• Mariely Lares

That time I almost died

I was born in 1988, the Year of the Dragon in Chinese astrology.

In China, the Dragon is the absolute zenith of sacreda creature of greatness, power, divinity, guardianship. Lord of the four elements (fire, water, air, earth) and the four directions (east, west, north, south). The most auspicious of the twelve zodiac animals and the only one that is a mythical creature.

I'm an Earth Dragon. All my life, some part of me believed that made me lucky.

However, according to the Chinese, every twelfth year after your birth is bad luck (1988, 2000, 2012, 2024, etc). They even have a name for it.

Ben Ming Nian

The Ben Ming Nian is said to be a whole year of bad luck. I've heard people refer to it as the 12-year curse. Generally, all aspects of your life, including love, health, career, and finance, will not go well. Therefore “Dragons” should be more careful in years of the Dragon.

I'm not Chinese myself. Mexicali, Baja California (where I grew up and my parents currently live), is home to the largest Chinese community in Mexico. The pioneers of Mexicali were primarily Chinese immigrants and have greatly contributed to the city’s cultural identity with their festivals, cuisine, architecture, and customs. At one point, Mexicali was more Chinese than Mexican.

Ask anyone who lives in or grew up in Mexicali what they do on Sundays, regardless of ethnic background, and the answer is likely that they and their families head to a Chinese restaurant. If you're ever in Mexicali, Chinese food is as good as it gets outside of China.


On Saturday, December 31, 2011, I took two pieces of paper, went deep into the dark abyss of my mind, and jotted down what I wanted to let go of from that year.

:: Work to be completed ::
Can you return the span of the Year of the Dragon essay between "I was born in" and "of the Dragon.", inclusive, copied word for word?

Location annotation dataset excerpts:

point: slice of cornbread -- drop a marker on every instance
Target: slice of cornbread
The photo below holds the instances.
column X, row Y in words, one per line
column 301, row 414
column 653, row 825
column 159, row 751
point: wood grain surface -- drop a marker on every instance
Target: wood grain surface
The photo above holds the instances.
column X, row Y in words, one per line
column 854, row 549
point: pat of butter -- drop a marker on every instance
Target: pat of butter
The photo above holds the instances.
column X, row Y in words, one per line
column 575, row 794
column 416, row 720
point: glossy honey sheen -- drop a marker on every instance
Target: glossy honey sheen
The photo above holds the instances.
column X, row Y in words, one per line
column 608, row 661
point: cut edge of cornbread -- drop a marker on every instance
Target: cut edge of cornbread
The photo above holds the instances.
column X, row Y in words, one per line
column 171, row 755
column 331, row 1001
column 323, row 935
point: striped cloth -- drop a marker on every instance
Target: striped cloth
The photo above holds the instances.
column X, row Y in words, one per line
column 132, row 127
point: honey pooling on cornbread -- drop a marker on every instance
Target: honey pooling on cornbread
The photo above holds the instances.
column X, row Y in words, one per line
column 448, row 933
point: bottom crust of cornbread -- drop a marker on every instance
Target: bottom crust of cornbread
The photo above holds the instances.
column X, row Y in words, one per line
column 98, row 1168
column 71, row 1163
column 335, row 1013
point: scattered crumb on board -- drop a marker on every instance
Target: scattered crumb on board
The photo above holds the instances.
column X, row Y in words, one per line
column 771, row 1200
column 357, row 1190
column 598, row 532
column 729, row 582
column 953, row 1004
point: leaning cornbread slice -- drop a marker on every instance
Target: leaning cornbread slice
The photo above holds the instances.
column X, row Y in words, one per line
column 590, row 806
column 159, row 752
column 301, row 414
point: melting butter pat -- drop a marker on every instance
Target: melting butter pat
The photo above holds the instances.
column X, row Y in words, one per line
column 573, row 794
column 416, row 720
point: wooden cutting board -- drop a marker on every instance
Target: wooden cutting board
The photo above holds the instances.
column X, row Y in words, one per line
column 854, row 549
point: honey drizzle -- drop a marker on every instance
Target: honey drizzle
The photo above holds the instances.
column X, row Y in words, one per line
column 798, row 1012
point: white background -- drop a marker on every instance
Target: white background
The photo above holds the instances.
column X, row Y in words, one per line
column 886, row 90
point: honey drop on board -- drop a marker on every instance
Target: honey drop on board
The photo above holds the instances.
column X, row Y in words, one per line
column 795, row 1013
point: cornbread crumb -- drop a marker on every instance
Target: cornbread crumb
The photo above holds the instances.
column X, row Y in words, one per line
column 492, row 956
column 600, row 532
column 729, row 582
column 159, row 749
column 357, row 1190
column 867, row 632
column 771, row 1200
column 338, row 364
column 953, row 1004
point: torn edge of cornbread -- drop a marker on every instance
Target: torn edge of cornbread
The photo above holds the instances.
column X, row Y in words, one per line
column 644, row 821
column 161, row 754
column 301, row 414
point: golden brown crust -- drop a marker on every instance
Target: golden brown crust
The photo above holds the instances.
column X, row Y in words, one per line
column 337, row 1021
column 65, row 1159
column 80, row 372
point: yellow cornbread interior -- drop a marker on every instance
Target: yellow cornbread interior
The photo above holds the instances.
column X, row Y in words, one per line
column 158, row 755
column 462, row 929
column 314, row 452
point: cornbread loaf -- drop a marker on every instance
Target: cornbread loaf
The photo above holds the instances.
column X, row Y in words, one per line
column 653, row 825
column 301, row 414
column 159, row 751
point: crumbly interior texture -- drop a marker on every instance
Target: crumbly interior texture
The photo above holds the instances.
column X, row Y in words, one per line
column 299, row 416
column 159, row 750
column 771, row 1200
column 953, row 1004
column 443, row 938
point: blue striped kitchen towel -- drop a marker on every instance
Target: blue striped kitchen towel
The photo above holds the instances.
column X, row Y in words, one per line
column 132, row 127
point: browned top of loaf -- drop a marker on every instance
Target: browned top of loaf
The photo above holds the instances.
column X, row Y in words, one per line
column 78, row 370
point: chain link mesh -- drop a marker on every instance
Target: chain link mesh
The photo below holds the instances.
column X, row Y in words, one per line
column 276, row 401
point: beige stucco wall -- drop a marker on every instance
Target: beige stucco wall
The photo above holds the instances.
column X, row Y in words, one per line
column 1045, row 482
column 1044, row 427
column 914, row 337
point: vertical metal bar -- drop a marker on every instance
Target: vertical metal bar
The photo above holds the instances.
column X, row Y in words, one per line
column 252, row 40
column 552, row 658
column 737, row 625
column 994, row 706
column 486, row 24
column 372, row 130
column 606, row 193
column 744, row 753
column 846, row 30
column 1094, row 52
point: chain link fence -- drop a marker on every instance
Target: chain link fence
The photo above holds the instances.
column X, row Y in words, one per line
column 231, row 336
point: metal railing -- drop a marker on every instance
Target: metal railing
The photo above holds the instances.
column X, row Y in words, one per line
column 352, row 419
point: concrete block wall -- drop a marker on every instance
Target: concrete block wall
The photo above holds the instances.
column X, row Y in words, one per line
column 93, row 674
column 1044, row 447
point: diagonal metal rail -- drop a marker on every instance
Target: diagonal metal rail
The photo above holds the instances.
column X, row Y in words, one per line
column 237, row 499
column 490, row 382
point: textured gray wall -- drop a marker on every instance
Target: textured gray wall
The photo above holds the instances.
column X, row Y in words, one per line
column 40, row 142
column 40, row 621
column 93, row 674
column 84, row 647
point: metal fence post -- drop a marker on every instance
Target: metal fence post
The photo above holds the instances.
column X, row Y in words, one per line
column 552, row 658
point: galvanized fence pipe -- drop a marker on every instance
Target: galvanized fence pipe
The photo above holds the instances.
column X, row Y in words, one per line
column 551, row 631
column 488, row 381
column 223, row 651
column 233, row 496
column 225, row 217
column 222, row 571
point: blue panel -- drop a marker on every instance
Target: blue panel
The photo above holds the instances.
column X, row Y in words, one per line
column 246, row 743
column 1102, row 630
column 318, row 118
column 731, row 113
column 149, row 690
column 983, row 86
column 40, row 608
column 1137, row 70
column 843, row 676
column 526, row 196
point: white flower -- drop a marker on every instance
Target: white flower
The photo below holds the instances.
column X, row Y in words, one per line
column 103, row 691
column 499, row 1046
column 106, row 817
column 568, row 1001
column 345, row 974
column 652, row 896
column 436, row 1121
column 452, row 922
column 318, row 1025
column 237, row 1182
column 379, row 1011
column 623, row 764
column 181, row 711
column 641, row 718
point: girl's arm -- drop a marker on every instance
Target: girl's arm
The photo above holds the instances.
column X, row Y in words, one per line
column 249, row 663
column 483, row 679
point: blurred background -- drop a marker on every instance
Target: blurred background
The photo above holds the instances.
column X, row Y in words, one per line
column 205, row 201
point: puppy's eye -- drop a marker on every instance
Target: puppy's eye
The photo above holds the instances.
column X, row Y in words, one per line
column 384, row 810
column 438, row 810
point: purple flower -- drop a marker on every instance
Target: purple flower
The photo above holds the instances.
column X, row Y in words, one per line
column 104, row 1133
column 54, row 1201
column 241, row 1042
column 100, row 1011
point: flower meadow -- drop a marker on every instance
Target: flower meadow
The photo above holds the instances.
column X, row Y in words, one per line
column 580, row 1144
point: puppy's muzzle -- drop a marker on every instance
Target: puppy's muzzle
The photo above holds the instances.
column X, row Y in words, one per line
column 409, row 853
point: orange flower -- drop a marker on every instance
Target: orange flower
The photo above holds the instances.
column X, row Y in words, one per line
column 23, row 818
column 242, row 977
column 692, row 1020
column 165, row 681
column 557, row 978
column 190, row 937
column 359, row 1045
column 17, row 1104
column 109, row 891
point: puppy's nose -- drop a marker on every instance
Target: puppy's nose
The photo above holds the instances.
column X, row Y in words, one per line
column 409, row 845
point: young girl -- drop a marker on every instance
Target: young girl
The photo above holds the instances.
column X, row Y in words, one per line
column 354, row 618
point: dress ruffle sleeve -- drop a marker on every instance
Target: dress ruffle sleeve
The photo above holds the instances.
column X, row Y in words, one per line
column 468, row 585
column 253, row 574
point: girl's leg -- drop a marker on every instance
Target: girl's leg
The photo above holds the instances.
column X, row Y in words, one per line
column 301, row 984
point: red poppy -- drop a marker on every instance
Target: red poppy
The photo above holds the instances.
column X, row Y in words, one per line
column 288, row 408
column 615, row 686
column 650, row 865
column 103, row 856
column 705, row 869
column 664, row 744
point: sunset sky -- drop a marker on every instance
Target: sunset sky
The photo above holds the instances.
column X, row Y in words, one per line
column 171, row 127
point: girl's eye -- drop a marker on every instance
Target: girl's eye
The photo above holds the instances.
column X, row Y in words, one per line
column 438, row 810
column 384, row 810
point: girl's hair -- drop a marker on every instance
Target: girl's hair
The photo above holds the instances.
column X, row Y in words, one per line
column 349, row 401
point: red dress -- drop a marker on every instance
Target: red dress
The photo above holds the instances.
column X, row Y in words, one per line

:: Solution ::
I was born in 1988, the Year of the Dragon in Chinese astrology.

In China, the Dragon is the absolute zenith of sacreda creature of greatness, power, divinity, guardianship. Lord of the four elements (fire, water, air, earth) and the four directions (east, west, north, south). The most auspicious of the twelve zodiac animals and the only one that is a mythical creature.

I'm an Earth Dragon. All my life, some part of me believed that made me lucky.

However, according to the Chinese, every twelfth year after your birth is bad luck (1988, 2000, 2012, 2024, etc). They even have a name for it.

Ben Ming Nian

The Ben Ming Nian is said to be a whole year of bad luck. I've heard people refer to it as the 12-year curse. Generally, all aspects of your life, including love, health, career, and finance, will not go well. Therefore “Dragons” should be more careful in years of the Dragon.